What is expected
Please copy the Tiananmen vigil text from "Vice-chairwoman of Hong" up to and including "the police station.", swapping "reporters" for "journalists".

Text section
_ _ _ _ _ _ _

Hong Kong organiser of Tiananmen vigil released on bail

Vice-chairwoman of Hong Kong Alliance in Support of Patriotic Democratic Movements of China, Chow Hang Tung poses with a candle ahead of the 32nd anniversary of the crackdown on pro-democracy demonstrators at Beijing's Tiananmen Square in 1989, in Hong Kong,

Hong Kong activist Chow Hang Tung was released on bail on Saturday, a day after she was detained on suspicion of promoting an unauthorised assembly to commemorate the 1989 Tiananmen Square crackdown on pro-democracy activists in Beijing.

Police arrested Chow, vice-chairperson of the Hong Kong Alliance in Support of Patriotic Democratic Movements of China, alleging she promoted an unauthorized assembly early on Friday morning.

“There’s no logic in that. It’s a completely absurd charge, (a) complete abuse of power. I reject all the allegation,” she told reporters outside the police station.

The ban on the vigil and at least six arrests came amid growing concern in the pro-democracy movement and internationally about the suppression of the semi-autonomous city’s traditional freedoms, notably a national security law imposed by Beijing last year.

“I want to tell all who participated in this suppression of the Tiananmen remembrance event this year…don’t hide behind the technical provision of the public order ordinance anymore,” Chow said.

“Open your eyes and see what you are actually doing, what you are actually doing is to cover up the crime of the killers in 1989.”

_ _ _ _ _ _ _

Supplied material
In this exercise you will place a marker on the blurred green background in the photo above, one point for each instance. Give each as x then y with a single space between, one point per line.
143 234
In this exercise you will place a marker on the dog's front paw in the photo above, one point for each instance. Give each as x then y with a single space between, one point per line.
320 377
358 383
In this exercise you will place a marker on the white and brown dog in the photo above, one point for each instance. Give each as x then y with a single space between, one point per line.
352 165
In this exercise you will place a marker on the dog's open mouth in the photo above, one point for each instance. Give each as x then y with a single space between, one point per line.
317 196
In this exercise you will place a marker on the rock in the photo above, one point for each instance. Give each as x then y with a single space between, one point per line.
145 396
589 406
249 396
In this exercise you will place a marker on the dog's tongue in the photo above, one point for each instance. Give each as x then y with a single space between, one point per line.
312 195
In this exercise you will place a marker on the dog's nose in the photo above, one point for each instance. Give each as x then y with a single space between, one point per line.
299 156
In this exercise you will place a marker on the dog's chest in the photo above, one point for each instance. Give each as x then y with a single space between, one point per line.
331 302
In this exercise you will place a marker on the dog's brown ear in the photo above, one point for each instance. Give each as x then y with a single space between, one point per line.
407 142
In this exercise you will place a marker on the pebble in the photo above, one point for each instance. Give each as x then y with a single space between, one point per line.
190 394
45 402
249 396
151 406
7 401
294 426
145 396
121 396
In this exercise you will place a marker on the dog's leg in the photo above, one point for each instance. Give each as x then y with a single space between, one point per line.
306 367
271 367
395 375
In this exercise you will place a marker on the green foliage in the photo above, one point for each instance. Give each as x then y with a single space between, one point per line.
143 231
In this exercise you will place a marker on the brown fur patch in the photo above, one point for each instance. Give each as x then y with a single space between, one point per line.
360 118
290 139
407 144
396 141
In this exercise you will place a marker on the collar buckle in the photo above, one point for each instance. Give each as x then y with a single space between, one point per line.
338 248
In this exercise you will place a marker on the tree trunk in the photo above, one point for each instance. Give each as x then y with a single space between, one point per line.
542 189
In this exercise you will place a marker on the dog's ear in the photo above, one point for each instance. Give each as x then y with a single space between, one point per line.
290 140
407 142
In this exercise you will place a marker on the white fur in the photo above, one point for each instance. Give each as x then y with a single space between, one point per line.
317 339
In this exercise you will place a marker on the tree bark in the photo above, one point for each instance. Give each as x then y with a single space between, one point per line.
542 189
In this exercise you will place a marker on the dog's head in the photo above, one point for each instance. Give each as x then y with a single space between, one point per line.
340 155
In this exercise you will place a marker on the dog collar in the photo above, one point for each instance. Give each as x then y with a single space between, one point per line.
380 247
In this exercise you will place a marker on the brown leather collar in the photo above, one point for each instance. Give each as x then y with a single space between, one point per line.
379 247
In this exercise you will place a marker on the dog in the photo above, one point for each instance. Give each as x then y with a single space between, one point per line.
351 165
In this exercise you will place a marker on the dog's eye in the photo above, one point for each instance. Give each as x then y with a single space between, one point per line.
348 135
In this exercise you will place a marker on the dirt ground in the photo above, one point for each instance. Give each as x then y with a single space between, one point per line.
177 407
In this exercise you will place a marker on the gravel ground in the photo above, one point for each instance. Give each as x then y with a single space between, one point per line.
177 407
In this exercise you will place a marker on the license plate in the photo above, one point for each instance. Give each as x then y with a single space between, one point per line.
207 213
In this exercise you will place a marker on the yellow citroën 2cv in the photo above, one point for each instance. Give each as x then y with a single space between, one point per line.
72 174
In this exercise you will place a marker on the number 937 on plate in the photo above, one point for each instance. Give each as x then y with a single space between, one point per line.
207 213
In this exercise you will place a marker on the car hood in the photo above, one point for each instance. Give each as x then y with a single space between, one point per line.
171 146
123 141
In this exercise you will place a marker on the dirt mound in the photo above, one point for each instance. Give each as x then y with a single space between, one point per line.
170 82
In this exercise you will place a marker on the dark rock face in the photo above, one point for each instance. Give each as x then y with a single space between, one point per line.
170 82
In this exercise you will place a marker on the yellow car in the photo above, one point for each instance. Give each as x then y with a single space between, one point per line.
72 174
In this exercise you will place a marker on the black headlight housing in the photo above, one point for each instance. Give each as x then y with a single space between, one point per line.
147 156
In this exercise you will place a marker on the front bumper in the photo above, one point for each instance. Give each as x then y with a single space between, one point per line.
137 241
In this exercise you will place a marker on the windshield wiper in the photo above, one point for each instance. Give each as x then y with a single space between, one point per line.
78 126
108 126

_ _ _ _ _ _ _

Output of the exercise
Vice-chairwoman of Hong Kong Alliance in Support of Patriotic Democratic Movements of China, Chow Hang Tung poses with a candle ahead of the 32nd anniversary of the crackdown on pro-democracy demonstrators at Beijing's Tiananmen Square in 1989, in Hong Kong,

Hong Kong activist Chow Hang Tung was released on bail on Saturday, a day after she was detained on suspicion of promoting an unauthorised assembly to commemorate the 1989 Tiananmen Square crackdown on pro-democracy activists in Beijing.

Police arrested Chow, vice-chairperson of the Hong Kong Alliance in Support of Patriotic Democratic Movements of China, alleging she promoted an unauthorized assembly early on Friday morning.

“There’s no logic in that. It’s a completely absurd charge, (a) complete abuse of power. I reject all the allegation,” she told journalists outside the police station.